▶ OBJETIVO 1
Responde con base en el artículo:
(a) ¿En qué medio y en qué fecha se publicó?
(b) ¿Qué dos personas se citan como ejemplos de la persona concreta que está en el origen de la llamada?
(c) ¿Qué ejemplo de la filosofía griega se menciona?

▶ EXTRACTO DEL ARTÍCULO
===============

El misterio revelado/16 – La Biblia es experiencia del tremendum y también enseña a tratar de tú a Dios.
di Luigino Bruni
Publicado en Avvenire el 17/07/2022
«La nueva visión es el desarrollo de la noche bienaventurada de la fe. Entonces el alma, aguzando el oído y olvidando las paredes de la casa, oirá las palabras de la promesa: serás mi esposa para siempre».
Paul Claudel,Presencia y Profecía.
Un nuevo encuentro de Daniel está marcado por el miedo. Los diálogos con los ángeles nos desvelan otras dimensiones de la profecía bíblica y el sentido profundo de algunas pruebas espirituales típicas.
En la Biblia son las personas, no los grupos, quienes son llamadas por su nombre. Aunque la llamada siempre tiene una dimensión colectiva y comunitaria, en el origen hay una persona concreta (Abraham, Moisés) que se encuentra con una voz con la que establece un diálogo. Estos tú-a-tú entre YHWH y una persona son el fundamento más profundo y radical del personalismo del humanismo bíblico, cristiano y occidental. Ciertamente también la filosofía griega, algunos siglos después del comienzo del profetismo bíblico, dijo algo parecido (pensemos en el daimon de Sócrates). Pero en la Biblia este diálogo entre el Dios único y trascendente y la humanidad, que se desarrolla mediante coloquios individuales, es una dimensión constante, esencial y fundamental.

===============

▶ OBJETIVO 2
Transcribe sin ninguna modificación todas las líneas de los registros que siguen. Omite la imagen en tu respuesta.

===============

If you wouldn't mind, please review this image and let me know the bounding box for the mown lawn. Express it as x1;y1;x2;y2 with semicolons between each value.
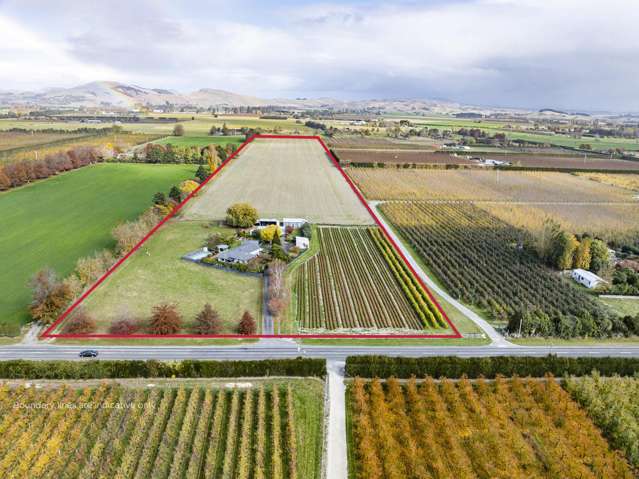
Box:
0;164;195;332
75;220;262;334
599;298;639;316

===============

▶ RESPUESTA DESARROLLADA 1
(a) En Avvenire, el 17/07/2022.
(b) Abraham y Moisés.
(c) El daimon de Sócrates.

▶ RESPUESTA DESARROLLADA 2
If you wouldn't mind, please review this image and let me know the bounding box for the mown lawn. Express it as x1;y1;x2;y2 with semicolons between each value.
Box:
0;164;195;332
75;220;262;334
599;298;639;316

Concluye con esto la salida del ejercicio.